◆ Requirement
Rewrite the entries below, changing every "What to find" to "Object to locate" and keeping all other text the same.

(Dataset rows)
——

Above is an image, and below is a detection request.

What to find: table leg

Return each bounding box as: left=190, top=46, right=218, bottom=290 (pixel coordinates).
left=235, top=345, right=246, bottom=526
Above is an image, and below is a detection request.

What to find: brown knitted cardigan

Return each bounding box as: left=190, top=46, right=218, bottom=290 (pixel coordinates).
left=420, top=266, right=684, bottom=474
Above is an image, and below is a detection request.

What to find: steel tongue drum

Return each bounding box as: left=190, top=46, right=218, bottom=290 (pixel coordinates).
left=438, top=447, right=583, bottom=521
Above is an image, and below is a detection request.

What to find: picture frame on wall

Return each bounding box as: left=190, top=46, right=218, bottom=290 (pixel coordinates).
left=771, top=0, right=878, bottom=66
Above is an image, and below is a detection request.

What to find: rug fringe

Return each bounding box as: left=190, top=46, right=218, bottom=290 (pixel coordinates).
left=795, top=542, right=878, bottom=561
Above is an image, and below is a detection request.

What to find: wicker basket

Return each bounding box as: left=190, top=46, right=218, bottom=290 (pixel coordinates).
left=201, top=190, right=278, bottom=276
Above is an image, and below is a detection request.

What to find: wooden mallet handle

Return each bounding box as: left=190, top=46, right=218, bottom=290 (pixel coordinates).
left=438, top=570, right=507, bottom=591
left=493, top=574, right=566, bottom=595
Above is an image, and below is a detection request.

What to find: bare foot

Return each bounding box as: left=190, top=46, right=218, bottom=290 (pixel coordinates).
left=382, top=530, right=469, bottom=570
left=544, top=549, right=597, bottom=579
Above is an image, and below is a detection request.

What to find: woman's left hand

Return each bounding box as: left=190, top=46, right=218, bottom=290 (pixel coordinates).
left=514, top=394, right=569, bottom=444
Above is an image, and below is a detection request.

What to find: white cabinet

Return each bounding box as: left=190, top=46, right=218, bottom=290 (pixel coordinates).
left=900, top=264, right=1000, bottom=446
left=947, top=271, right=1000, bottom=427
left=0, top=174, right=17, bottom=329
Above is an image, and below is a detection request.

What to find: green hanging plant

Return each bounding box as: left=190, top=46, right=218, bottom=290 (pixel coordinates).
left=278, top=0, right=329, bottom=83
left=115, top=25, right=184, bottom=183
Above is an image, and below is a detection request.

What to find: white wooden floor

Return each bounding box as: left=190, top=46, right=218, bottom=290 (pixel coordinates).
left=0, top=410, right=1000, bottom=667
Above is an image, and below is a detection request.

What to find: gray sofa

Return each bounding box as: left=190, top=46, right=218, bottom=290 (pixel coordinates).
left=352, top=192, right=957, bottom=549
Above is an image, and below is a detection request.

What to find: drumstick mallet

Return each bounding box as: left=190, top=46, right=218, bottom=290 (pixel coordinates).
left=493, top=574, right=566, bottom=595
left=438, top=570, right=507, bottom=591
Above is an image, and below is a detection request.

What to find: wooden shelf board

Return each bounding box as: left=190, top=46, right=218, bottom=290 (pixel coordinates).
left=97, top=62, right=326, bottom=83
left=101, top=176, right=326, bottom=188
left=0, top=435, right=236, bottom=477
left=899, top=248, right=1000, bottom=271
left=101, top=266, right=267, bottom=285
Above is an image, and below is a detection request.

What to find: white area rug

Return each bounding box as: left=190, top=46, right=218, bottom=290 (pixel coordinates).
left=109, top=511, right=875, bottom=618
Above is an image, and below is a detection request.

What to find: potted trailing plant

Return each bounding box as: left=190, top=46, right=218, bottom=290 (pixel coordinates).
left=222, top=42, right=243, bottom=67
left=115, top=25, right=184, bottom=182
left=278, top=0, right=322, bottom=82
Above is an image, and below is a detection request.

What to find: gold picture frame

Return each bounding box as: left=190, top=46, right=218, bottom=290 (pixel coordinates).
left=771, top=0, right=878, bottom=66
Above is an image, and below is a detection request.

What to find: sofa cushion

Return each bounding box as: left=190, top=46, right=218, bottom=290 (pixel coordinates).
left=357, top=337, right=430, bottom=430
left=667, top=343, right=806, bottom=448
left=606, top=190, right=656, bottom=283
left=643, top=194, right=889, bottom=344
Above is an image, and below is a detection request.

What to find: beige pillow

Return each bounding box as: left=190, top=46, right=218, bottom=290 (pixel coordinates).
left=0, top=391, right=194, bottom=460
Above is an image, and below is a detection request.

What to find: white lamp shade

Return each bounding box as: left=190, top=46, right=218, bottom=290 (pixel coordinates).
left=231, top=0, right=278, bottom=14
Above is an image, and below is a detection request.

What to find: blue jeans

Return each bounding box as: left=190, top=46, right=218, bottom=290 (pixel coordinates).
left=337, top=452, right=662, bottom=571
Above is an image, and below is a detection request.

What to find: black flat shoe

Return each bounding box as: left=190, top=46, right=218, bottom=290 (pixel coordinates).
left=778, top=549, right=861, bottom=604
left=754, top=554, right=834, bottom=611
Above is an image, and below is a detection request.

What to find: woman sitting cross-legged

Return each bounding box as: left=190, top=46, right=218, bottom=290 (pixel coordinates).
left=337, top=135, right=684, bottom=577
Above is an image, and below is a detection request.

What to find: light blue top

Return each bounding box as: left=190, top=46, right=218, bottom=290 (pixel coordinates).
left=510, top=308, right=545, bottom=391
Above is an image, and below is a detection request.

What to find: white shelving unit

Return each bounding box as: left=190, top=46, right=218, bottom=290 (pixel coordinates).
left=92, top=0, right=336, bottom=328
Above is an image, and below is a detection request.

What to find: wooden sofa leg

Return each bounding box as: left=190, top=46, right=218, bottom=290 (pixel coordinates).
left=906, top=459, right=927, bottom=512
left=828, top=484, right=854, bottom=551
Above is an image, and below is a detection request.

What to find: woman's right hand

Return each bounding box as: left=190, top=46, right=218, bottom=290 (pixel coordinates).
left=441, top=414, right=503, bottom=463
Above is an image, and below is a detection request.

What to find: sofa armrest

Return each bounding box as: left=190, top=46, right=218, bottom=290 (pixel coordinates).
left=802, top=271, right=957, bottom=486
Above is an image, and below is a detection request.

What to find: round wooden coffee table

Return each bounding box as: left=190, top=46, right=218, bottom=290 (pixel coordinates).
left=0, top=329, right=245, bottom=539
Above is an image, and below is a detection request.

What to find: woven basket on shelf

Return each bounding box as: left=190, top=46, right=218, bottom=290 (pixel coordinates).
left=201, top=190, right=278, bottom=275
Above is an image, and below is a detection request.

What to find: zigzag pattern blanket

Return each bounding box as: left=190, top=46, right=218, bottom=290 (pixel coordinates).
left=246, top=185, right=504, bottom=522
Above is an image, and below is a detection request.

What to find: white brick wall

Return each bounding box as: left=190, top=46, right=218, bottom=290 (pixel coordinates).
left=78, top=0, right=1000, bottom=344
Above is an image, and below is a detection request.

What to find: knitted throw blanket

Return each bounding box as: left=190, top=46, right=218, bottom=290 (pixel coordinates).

——

◆ Output for this exercise
Above is an image, and below is a detection request.

Object to locate: table leg

Return each bounding box as: left=190, top=46, right=218, bottom=290 (pixel coordinates).
left=235, top=345, right=246, bottom=526
Above is an image, and below is a detection request.

Object to locate: brown knitted cardigan

Return each bounding box as: left=190, top=46, right=218, bottom=290 (pixel coordinates).
left=420, top=266, right=684, bottom=474
Above is an image, and below is a detection request.

Object to locate: steel tongue drum

Return each bounding box as: left=190, top=46, right=218, bottom=290 (pixel coordinates).
left=438, top=447, right=583, bottom=521
Above is an image, and below is a detection request.

Object to locate: picture frame on wall

Return each bounding box as: left=190, top=46, right=218, bottom=290 (pixel coordinates).
left=771, top=0, right=878, bottom=66
Above is an image, and below is a detection request.

Object to locate: rug fringe

Return each bounding box as: left=190, top=46, right=218, bottom=290 (pixel coordinates).
left=795, top=542, right=878, bottom=561
Above is an image, and below is a detection request.

Object to locate: wicker basket

Return each bounding box as: left=190, top=46, right=218, bottom=290 (pixel coordinates).
left=201, top=190, right=278, bottom=276
Above is an image, and below is a detection request.

Object to locate: wooden mallet handle

Return each bounding box as: left=190, top=46, right=218, bottom=290 (pixel coordinates).
left=438, top=570, right=507, bottom=591
left=493, top=574, right=566, bottom=595
Above is an image, and below is a detection request.

Object to locate: bare foot

Return each bounding box as: left=190, top=46, right=218, bottom=290 (pixel coordinates).
left=382, top=530, right=469, bottom=570
left=544, top=549, right=597, bottom=579
Above is an image, and below is a detection request.

Object to locate: woman's left hand

Return each bounding box as: left=190, top=46, right=218, bottom=290 (pixel coordinates).
left=514, top=394, right=569, bottom=444
Above is an image, and below is a detection request.

Object to locate: white cabinet

Return each bounding box as: left=190, top=46, right=218, bottom=290 (pixel coordinates).
left=900, top=264, right=1000, bottom=446
left=947, top=271, right=1000, bottom=427
left=0, top=174, right=17, bottom=329
Above is an image, and below is a detection request.

Object to locate: green hanging plant

Return each bounding box as: left=190, top=46, right=218, bottom=290 (pixel coordinates).
left=278, top=0, right=329, bottom=83
left=115, top=25, right=184, bottom=183
Above is an image, and below is a detection request.

Object to locate: white wooden floor

Return each bounding box as: left=190, top=46, right=218, bottom=290 (pixel coordinates).
left=0, top=410, right=1000, bottom=667
Above is an image, and below is a detection request.

Object to locate: gray sofa

Return each bounding box as: left=190, top=46, right=218, bottom=290 (pixel coordinates).
left=352, top=192, right=957, bottom=549
Above is an image, and below is a detection request.

Object to locate: drumstick mallet

Return each bounding box as: left=190, top=46, right=218, bottom=290 (pixel coordinates).
left=493, top=574, right=566, bottom=595
left=438, top=570, right=507, bottom=591
Above is an image, and below is a detection request.

Object to locate: wooden shelf board

Return each bounding box as: left=190, top=46, right=218, bottom=290 (pixel coordinates).
left=97, top=62, right=326, bottom=83
left=101, top=176, right=326, bottom=188
left=0, top=435, right=236, bottom=477
left=899, top=248, right=1000, bottom=271
left=101, top=266, right=267, bottom=285
Above is an image, and below is a detection request.

Object to locate: white area rug

Return each bounding box as: left=190, top=46, right=218, bottom=290 (pixel coordinates).
left=109, top=511, right=875, bottom=618
Above is an image, and below is a detection request.

Object to locate: potted trailing plant

Return each bounding box as: left=190, top=46, right=218, bottom=290 (pixel coordinates).
left=222, top=42, right=243, bottom=67
left=115, top=25, right=184, bottom=182
left=278, top=0, right=322, bottom=82
Above is an image, and below is a detection request.

Object to locate: gold picture frame

Return each bounding box as: left=190, top=46, right=218, bottom=290 (pixel coordinates).
left=771, top=0, right=878, bottom=66
Above is an image, and below is a detection request.

Object to locate: sofa cushion

Return each bounding box as: left=190, top=46, right=218, bottom=290 (pixel coordinates).
left=357, top=337, right=430, bottom=430
left=667, top=343, right=806, bottom=448
left=606, top=190, right=656, bottom=283
left=643, top=194, right=889, bottom=344
Above is an image, and below is a detection request.

Object to locate: beige pillow

Return each bounding box as: left=190, top=46, right=218, bottom=290 (pixel coordinates).
left=0, top=391, right=194, bottom=460
Above is an image, and below is a detection request.

Object to locate: white lamp shade

Return each bounding box as: left=190, top=46, right=218, bottom=290 (pixel coordinates).
left=231, top=0, right=278, bottom=14
Above is an image, and below is a detection request.

Object to locate: blue jeans

Return each bounding box as: left=190, top=46, right=218, bottom=290 (pixel coordinates).
left=337, top=452, right=662, bottom=571
Above is an image, and below is a detection request.

Object to locate: black flat shoe

Return each bounding box as: left=190, top=46, right=218, bottom=290 (pixel coordinates).
left=778, top=549, right=861, bottom=604
left=754, top=554, right=834, bottom=611
Above is an image, and below is a detection request.

Object to locate: woman sitting cross-legged

Return each bounding box as: left=190, top=46, right=218, bottom=290 (pixel coordinates).
left=337, top=135, right=684, bottom=577
Above is an image, and below is a detection request.

Object to locate: light blue top

Return each bounding box as: left=190, top=46, right=218, bottom=290 (pixel coordinates).
left=510, top=308, right=545, bottom=391
Above is an image, and below is a detection request.

Object to locate: white shelving unit

Return each bounding box as: left=190, top=46, right=218, bottom=290 (pixel coordinates).
left=92, top=0, right=336, bottom=328
Above is an image, and below is a detection request.

Object to locate: wooden sofa leg

Return each bounding box as: left=190, top=46, right=218, bottom=290 (pixel coordinates).
left=906, top=459, right=927, bottom=512
left=828, top=484, right=854, bottom=551
Above is an image, and below is a detection request.

Object to locate: woman's right hand

Return each bounding box as: left=190, top=46, right=218, bottom=290 (pixel coordinates).
left=441, top=414, right=503, bottom=463
Above is an image, and below is a detection request.

Object to locate: sofa armrest

Return each bounding box as: left=190, top=46, right=218, bottom=290 (pixel coordinates).
left=802, top=271, right=957, bottom=486
Above is an image, and below is a detection request.

Object to locate: round wooden coffee table

Return each bounding box as: left=190, top=46, right=218, bottom=290 (pixel coordinates).
left=0, top=329, right=245, bottom=539
Above is an image, and below is a detection request.

Object to locate: woven basket on shelf

Return each bounding box as: left=190, top=46, right=218, bottom=290 (pixel coordinates).
left=201, top=190, right=278, bottom=275
Above is an image, and below is a detection request.

Object to locate: zigzag pattern blanket

Return each bounding box as: left=190, top=46, right=218, bottom=290 (pixel coordinates).
left=246, top=185, right=504, bottom=522
Above is an image, and below is a detection request.

Object to locate: white brick wall

Return each bounding box as: left=190, top=46, right=218, bottom=290 (pixel coordinates).
left=78, top=0, right=1000, bottom=344
Above is an image, and below is a detection request.

Object to locate: knitted throw blanket

Return each bounding box as: left=190, top=46, right=218, bottom=290 (pixel coordinates).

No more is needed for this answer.